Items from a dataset
__________________________________________________

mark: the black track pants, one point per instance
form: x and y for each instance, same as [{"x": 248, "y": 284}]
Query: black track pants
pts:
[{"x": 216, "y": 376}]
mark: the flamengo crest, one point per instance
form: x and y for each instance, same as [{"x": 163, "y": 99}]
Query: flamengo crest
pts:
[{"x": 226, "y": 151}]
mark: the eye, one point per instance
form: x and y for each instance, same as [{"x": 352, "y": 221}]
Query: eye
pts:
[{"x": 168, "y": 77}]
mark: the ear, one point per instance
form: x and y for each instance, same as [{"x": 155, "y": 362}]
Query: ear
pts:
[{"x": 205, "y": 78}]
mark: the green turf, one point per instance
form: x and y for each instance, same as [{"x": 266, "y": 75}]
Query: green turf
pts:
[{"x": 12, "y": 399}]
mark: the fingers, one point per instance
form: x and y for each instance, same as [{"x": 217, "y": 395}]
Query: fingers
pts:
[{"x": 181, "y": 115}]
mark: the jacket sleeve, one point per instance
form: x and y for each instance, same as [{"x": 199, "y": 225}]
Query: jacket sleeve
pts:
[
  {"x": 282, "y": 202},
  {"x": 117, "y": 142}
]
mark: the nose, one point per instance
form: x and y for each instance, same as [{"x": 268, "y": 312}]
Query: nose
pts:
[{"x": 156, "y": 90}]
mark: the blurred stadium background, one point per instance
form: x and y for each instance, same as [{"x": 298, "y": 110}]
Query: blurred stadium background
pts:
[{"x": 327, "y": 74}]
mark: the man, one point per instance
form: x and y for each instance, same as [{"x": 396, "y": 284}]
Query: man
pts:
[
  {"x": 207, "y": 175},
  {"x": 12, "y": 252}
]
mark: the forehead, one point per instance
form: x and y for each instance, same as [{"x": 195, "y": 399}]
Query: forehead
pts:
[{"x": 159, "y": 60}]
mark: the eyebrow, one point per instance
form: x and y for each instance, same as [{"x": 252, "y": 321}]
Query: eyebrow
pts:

__________________________________________________

» Work to do:
Repeat only the stretch of lines starting at the one containing "mark: the green turf, one point per instance" and running to the final line of the entries above.

» Completed task:
mark: the green turf, one point per instance
form: x and y for each instance, same as [{"x": 266, "y": 75}]
Query: green turf
pts:
[{"x": 12, "y": 399}]
mark: the fingers, one point per instance
form: x and y for each instance, same as [{"x": 217, "y": 395}]
Query: fingers
pts:
[{"x": 181, "y": 115}]
mark: the jacket sleeve, one point per instance
form: x and y for each instance, same as [{"x": 199, "y": 225}]
Query: jacket sleeve
pts:
[
  {"x": 282, "y": 202},
  {"x": 117, "y": 142}
]
mark: the nose, one point per instance
form: x and y for each instance, same as [{"x": 268, "y": 312}]
Query: nose
pts:
[{"x": 156, "y": 90}]
mark: the blurred stadium background, one point per instance
form: x and y for each instance, same as [{"x": 298, "y": 110}]
Query: blurred stadium background
pts:
[{"x": 327, "y": 74}]
mark: the man, one point per instance
form: x and y for each instance, same as [{"x": 396, "y": 284}]
Query: man
pts:
[
  {"x": 207, "y": 175},
  {"x": 12, "y": 252}
]
mark: the forehead, one point per instance
form: x and y for each instance, same as [{"x": 195, "y": 399}]
Query: forehead
pts:
[{"x": 159, "y": 60}]
mark: the eyebrow, one point per instance
form: x and y for each instance, same as [{"x": 252, "y": 321}]
Query: eyebrow
pts:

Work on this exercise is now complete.